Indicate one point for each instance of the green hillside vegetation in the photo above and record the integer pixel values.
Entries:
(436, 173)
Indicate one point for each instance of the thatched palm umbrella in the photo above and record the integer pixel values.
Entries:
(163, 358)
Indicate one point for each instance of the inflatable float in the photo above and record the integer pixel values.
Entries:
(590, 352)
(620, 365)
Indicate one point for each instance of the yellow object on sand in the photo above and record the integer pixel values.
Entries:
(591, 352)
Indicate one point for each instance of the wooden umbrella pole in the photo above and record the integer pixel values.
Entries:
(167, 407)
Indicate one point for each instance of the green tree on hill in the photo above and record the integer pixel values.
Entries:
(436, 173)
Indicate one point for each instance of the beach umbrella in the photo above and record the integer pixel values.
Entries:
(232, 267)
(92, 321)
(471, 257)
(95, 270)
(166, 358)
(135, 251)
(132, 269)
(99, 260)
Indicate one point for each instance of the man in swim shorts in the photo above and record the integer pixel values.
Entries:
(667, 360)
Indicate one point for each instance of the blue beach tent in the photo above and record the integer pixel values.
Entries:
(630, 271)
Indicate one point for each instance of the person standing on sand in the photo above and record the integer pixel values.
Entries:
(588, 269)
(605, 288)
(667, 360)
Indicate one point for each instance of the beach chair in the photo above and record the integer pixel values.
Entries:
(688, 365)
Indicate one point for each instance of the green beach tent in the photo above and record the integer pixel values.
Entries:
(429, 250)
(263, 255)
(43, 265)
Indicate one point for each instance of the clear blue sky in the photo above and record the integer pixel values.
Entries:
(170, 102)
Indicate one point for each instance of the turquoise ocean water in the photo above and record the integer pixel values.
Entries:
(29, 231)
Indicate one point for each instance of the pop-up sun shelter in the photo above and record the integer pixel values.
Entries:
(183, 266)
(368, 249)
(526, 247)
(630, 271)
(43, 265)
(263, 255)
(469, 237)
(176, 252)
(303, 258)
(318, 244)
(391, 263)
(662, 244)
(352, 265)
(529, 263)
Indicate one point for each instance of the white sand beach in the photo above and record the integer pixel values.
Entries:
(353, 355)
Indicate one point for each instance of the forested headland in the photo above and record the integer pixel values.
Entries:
---------------
* _Task_: Exact copies of all the records are required.

* _Result of the task_:
Indicate one point for each instance of the green hillside vegetation in the photo above and record the integer pixel values.
Entries:
(436, 173)
Indicate one point for each instance of the thatched palm umbrella in the photo above and record the integer pixel values.
Entries:
(163, 358)
Indicate one point for each instance of the inflatable float in the photo above and record the integer pixel values.
Entries:
(590, 352)
(620, 365)
Indicate one point for each instance of the yellow object on sand in the photo above and record the integer pixel values.
Entries:
(591, 352)
Indicate one point for each instance of the wooden umbrella pole in the photo above and record the integer pixel values.
Entries:
(167, 407)
Indicate one point for each instance of the green tree on hill in the photo above and record the integer pixel values.
Entries:
(436, 173)
Indicate one point for each instance of the beach umbrella in the photo above and record the integer pixel values.
Entries:
(232, 267)
(92, 321)
(471, 257)
(95, 270)
(166, 358)
(135, 251)
(132, 269)
(99, 260)
Indicate one point for each instance of the man in swim shorts in the photo above and record the integer pixel values.
Entries:
(667, 360)
Indicate one point for each instance of the blue beach tent in the photo above and record the integer pixel values.
Entries:
(630, 271)
Indicate one point for each instance of the person standing on sand in the photo above and record the integer pixel values.
Entries:
(588, 269)
(605, 288)
(667, 360)
Indicate one point for each instance of the beach chair in the photo above and record the integer pixel values.
Entries:
(688, 365)
Indicate one point for each instance of the green beach tent in the photo above and record the integer pixel values.
Entries:
(429, 250)
(263, 255)
(43, 265)
Indicate one point for each instance of the clear blue sky in the photo above and record the integer pixel values.
Entries:
(170, 102)
Indicate one point for each instance of the turquoise ocean water in the photo above and record the integer pixel values.
Entries:
(29, 231)
Indicate one point for each instance of the pop-up sun shelter in the photo above and record the integer pixel values.
Entries:
(183, 266)
(368, 249)
(526, 247)
(630, 271)
(43, 265)
(263, 255)
(469, 237)
(176, 252)
(303, 258)
(318, 244)
(391, 263)
(662, 244)
(352, 265)
(529, 263)
Indicate one point for each instance of the white sand beach in the photo above and record the integer pixel values.
Entries:
(353, 355)
Indicate one point for each instance of the forested headland in the photo above and record the integer pixel values.
Entries:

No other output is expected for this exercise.